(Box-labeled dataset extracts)
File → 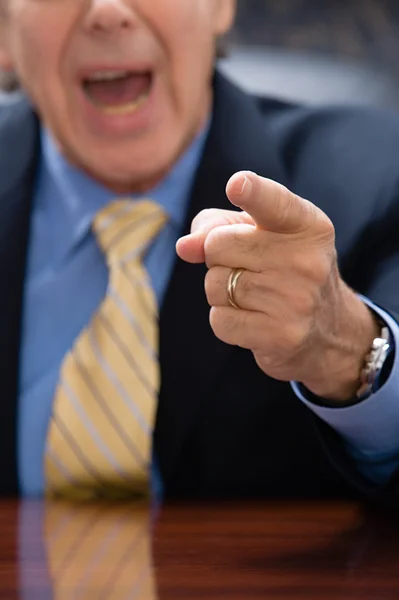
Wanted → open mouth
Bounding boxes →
[82,70,153,115]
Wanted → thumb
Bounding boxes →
[176,208,254,263]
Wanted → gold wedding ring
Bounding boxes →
[227,269,245,308]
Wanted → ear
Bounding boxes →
[215,0,237,37]
[0,49,13,73]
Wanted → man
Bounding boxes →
[0,0,399,505]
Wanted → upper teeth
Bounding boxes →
[86,71,129,81]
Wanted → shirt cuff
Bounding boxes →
[291,296,399,459]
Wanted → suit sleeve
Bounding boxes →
[276,110,399,509]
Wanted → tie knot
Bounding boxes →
[93,199,166,264]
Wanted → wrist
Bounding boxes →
[302,289,381,405]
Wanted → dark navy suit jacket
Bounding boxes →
[0,75,399,506]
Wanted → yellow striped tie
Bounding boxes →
[45,200,166,498]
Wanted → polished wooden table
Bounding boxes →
[0,501,399,600]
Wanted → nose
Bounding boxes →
[85,0,135,33]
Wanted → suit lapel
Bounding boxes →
[155,74,283,485]
[0,101,37,495]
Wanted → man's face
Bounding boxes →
[0,0,235,191]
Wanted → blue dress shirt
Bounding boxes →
[18,130,399,496]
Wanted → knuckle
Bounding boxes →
[291,288,316,317]
[204,227,225,259]
[283,321,309,355]
[209,307,236,343]
[276,185,297,227]
[191,208,216,232]
[204,267,223,305]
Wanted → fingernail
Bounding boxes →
[239,176,252,196]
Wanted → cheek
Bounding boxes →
[9,2,71,88]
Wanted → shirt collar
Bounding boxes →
[36,121,210,259]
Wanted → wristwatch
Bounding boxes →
[356,324,394,400]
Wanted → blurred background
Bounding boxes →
[221,0,399,107]
[0,0,399,108]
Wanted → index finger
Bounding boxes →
[226,171,328,233]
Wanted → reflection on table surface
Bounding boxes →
[0,501,399,600]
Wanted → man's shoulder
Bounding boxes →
[0,98,37,193]
[253,98,399,219]
[256,97,399,162]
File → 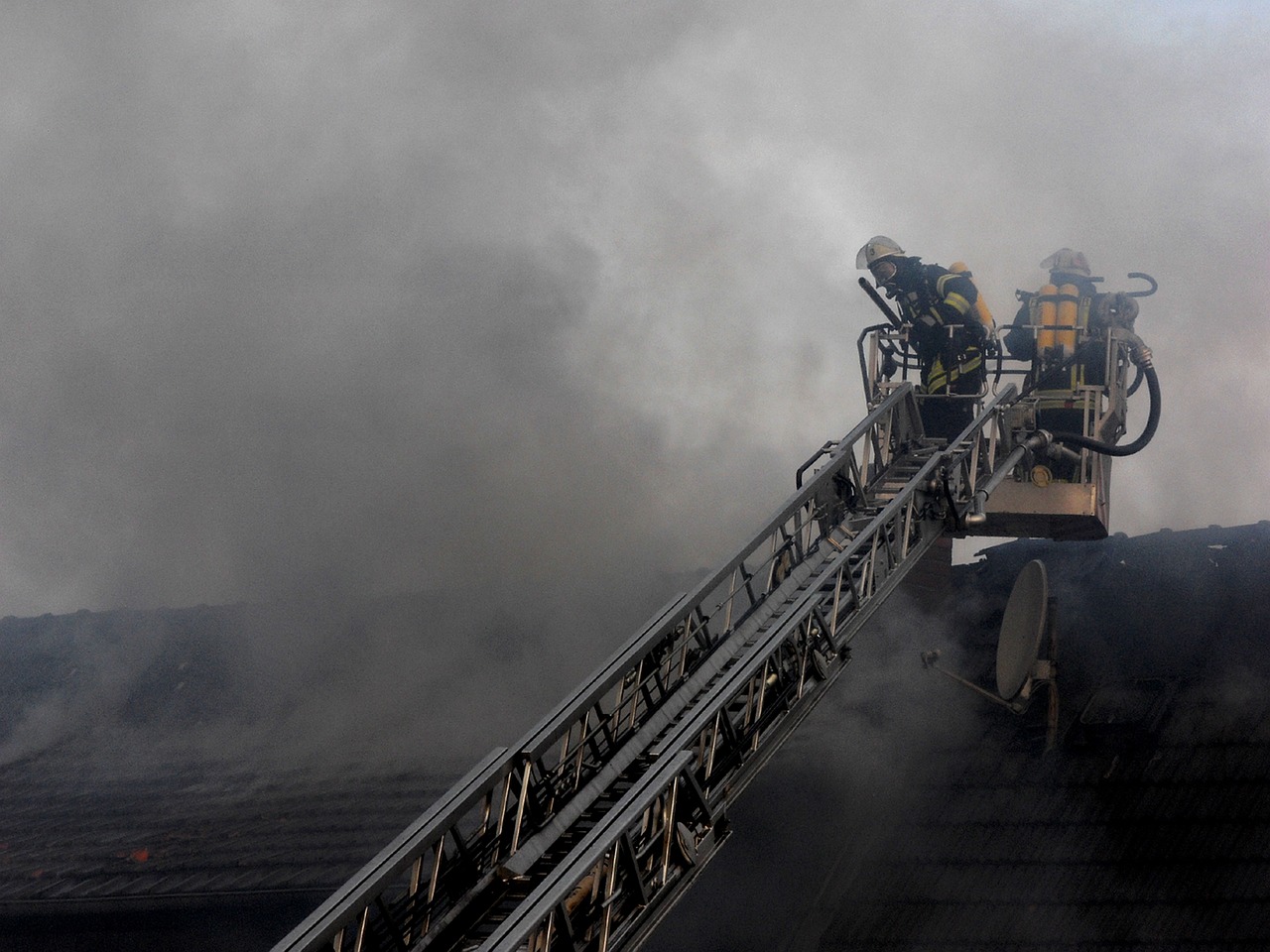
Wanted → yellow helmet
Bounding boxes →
[856,235,904,271]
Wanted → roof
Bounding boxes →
[648,523,1270,952]
[0,523,1270,952]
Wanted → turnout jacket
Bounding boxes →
[894,258,987,394]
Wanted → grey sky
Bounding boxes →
[0,0,1270,619]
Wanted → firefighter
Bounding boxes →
[856,235,988,440]
[1003,248,1108,482]
[1002,248,1097,361]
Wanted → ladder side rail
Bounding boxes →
[479,750,711,952]
[268,385,940,952]
[274,748,512,952]
[518,385,912,757]
[588,401,1012,948]
[510,487,943,952]
[497,387,912,822]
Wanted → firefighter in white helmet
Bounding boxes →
[856,235,987,439]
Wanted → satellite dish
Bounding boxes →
[922,558,1058,750]
[997,558,1049,701]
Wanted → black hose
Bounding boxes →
[1124,367,1146,396]
[1053,352,1160,456]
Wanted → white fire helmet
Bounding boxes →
[856,235,904,271]
[1040,248,1091,278]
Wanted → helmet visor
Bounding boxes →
[869,258,897,287]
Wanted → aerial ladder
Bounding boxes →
[274,262,1158,952]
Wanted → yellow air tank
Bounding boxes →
[1054,285,1080,357]
[949,262,997,337]
[1036,285,1058,354]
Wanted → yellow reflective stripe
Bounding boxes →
[944,291,970,314]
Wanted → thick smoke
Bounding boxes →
[0,1,1270,615]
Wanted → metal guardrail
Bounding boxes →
[274,385,1012,952]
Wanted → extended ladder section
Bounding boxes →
[274,384,1015,952]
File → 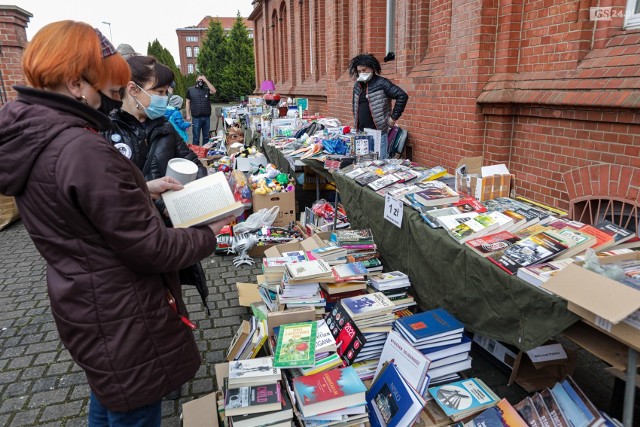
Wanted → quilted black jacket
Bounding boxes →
[352,75,409,133]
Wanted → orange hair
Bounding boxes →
[22,21,130,89]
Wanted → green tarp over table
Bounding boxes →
[333,173,578,350]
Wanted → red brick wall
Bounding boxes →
[249,0,640,209]
[0,6,33,101]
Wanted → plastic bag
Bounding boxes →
[582,248,626,281]
[233,206,280,235]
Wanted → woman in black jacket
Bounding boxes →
[349,53,409,159]
[107,56,207,220]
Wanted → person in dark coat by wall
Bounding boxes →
[349,53,409,159]
[0,21,229,427]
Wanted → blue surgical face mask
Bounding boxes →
[136,85,169,120]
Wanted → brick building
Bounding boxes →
[249,0,640,214]
[176,16,253,76]
[0,5,33,106]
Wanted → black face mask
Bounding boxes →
[98,90,122,116]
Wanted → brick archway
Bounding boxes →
[562,164,640,231]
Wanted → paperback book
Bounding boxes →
[293,366,367,418]
[273,322,317,368]
[366,363,425,427]
[429,378,500,421]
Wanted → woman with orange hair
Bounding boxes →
[0,21,228,427]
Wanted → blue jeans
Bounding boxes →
[379,132,389,159]
[191,116,211,145]
[89,392,162,427]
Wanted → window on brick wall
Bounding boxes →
[624,0,640,29]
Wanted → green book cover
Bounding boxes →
[273,322,318,368]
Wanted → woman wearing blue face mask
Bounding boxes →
[107,55,207,191]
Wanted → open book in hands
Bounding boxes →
[162,172,244,228]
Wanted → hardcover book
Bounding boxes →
[224,383,282,417]
[162,172,244,228]
[395,308,464,344]
[229,357,281,388]
[414,181,460,206]
[429,378,500,421]
[342,292,395,321]
[466,231,520,257]
[325,302,367,366]
[366,363,425,427]
[488,232,567,275]
[273,322,318,368]
[374,331,431,394]
[293,366,367,418]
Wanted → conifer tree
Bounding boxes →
[198,19,227,101]
[216,11,255,101]
[147,39,187,98]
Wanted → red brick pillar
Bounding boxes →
[0,5,33,105]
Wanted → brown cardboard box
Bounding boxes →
[455,157,515,201]
[252,191,296,227]
[182,391,222,427]
[473,334,577,393]
[542,252,640,351]
[264,232,331,257]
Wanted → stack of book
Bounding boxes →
[513,376,621,426]
[394,308,471,384]
[223,357,294,427]
[429,378,502,425]
[367,271,416,313]
[336,292,396,362]
[366,363,425,427]
[292,366,368,425]
[278,260,335,317]
[226,316,268,362]
[299,319,342,375]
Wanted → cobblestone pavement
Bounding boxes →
[0,221,640,427]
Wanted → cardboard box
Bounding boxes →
[182,391,222,427]
[473,334,577,393]
[234,153,269,172]
[252,191,296,227]
[542,252,640,351]
[455,157,515,201]
[264,232,331,257]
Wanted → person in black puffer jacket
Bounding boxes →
[349,53,409,159]
[106,56,207,224]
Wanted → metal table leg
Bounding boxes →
[622,348,638,427]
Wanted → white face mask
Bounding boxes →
[358,73,373,82]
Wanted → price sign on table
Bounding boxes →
[384,194,404,228]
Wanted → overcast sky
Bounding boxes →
[12,0,253,62]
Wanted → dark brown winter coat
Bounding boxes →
[0,87,215,411]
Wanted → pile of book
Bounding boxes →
[393,308,472,384]
[222,357,294,427]
[367,271,417,317]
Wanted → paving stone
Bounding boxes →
[8,408,42,427]
[31,377,58,393]
[2,381,31,398]
[40,400,83,421]
[0,396,28,414]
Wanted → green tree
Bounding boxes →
[216,11,255,101]
[147,39,188,98]
[198,19,227,101]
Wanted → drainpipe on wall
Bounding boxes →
[384,0,396,62]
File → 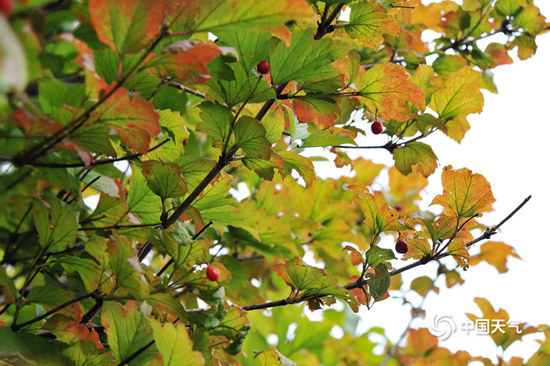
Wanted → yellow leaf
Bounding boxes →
[432,166,495,217]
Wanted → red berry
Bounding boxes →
[0,0,13,16]
[256,60,271,75]
[206,266,220,281]
[370,121,384,135]
[395,240,409,254]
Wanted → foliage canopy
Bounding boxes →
[0,0,550,365]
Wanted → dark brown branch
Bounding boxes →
[78,222,162,231]
[11,290,100,332]
[313,3,344,40]
[241,196,531,311]
[30,139,170,168]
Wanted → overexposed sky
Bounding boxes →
[310,0,550,361]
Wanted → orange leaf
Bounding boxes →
[92,88,160,153]
[292,97,342,128]
[356,63,425,122]
[429,66,483,120]
[470,241,521,273]
[90,0,164,54]
[432,166,495,217]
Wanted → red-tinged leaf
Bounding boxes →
[432,166,495,217]
[141,160,187,201]
[485,43,514,67]
[348,276,370,305]
[429,66,483,120]
[393,141,437,177]
[344,1,401,50]
[44,315,104,349]
[292,96,342,128]
[92,88,160,154]
[470,241,521,273]
[279,151,317,187]
[355,193,404,235]
[366,263,391,301]
[147,40,221,84]
[10,107,63,137]
[101,300,153,362]
[149,319,204,366]
[356,63,426,122]
[90,0,164,54]
[344,245,363,266]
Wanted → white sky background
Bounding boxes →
[308,0,550,361]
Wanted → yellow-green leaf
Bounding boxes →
[356,63,425,122]
[432,166,495,217]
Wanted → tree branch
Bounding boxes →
[241,196,531,311]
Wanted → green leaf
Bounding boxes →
[149,319,204,366]
[195,0,312,33]
[233,116,271,160]
[59,257,103,292]
[411,276,439,297]
[38,79,84,118]
[275,257,358,309]
[32,199,78,252]
[197,102,233,147]
[0,267,19,304]
[365,245,395,267]
[206,63,276,107]
[218,30,271,70]
[101,300,153,362]
[0,328,71,366]
[90,0,164,54]
[279,151,317,187]
[429,66,483,120]
[142,160,187,201]
[108,236,149,300]
[393,141,437,177]
[269,29,347,84]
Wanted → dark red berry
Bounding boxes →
[395,240,409,254]
[370,121,384,135]
[256,60,271,75]
[0,0,14,16]
[206,266,220,281]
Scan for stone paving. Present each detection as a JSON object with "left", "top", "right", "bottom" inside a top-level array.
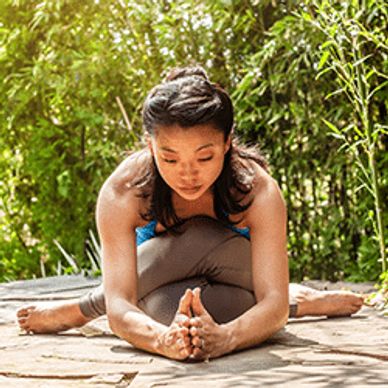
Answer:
[{"left": 0, "top": 276, "right": 388, "bottom": 388}]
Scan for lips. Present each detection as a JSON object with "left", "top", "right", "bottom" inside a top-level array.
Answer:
[{"left": 179, "top": 186, "right": 201, "bottom": 191}]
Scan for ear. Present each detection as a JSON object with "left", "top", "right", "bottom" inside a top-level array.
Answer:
[
  {"left": 145, "top": 133, "right": 154, "bottom": 156},
  {"left": 224, "top": 134, "right": 232, "bottom": 155}
]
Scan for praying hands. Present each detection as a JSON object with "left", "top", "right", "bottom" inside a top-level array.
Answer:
[{"left": 158, "top": 288, "right": 233, "bottom": 361}]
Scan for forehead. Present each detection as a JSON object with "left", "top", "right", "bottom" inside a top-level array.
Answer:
[{"left": 155, "top": 125, "right": 224, "bottom": 151}]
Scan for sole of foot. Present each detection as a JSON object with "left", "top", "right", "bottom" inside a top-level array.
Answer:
[
  {"left": 295, "top": 288, "right": 364, "bottom": 317},
  {"left": 16, "top": 301, "right": 90, "bottom": 334}
]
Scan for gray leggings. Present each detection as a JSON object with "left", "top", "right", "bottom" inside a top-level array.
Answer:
[{"left": 80, "top": 217, "right": 294, "bottom": 325}]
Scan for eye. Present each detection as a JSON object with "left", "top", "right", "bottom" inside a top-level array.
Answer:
[
  {"left": 163, "top": 159, "right": 176, "bottom": 164},
  {"left": 198, "top": 156, "right": 213, "bottom": 162}
]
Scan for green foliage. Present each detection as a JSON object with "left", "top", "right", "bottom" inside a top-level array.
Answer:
[{"left": 0, "top": 0, "right": 388, "bottom": 280}]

**EXERCISE GOAL:** Starting at the first row and stopping after the line that contains "[18,130,399,496]", rewrite those lines with every "Wanted" changed to "Label" and nothing else altered. Omit the pictures from your answer.

**CORRECT OUTPUT:**
File → 
Label → open mouth
Bounding boxes →
[82,70,153,115]
Label → thumb
Bounding boxes →
[176,208,254,263]
Label → gold wedding ring
Bounding boxes →
[227,269,245,308]
Label → ear
Bounding boxes →
[215,0,237,37]
[0,49,13,73]
Label → man
Bounding boxes →
[0,0,399,505]
Label → upper teeth
Bounding boxes →
[86,71,129,81]
Label → shirt cuff
Bounding boxes →
[291,296,399,459]
Label → suit sleeve
Bounding boxes →
[276,110,399,509]
Label → tie knot
Bounding boxes →
[93,199,166,264]
Label → wrist
Bounding boxes →
[302,289,381,405]
Label → dark navy suit jacket
Bounding boxes →
[0,75,399,506]
Label → yellow striped tie
Bounding boxes →
[45,200,166,498]
Label → polished wooden table
Bounding boxes →
[0,501,399,600]
Label → nose
Bounding boxes →
[85,0,135,33]
Label → suit lapel
Bounding boxes →
[155,74,283,485]
[0,101,37,495]
Label → man's face
Bounding boxes →
[0,0,235,191]
Label → blue dress shirt
Bounding boxes →
[18,130,399,496]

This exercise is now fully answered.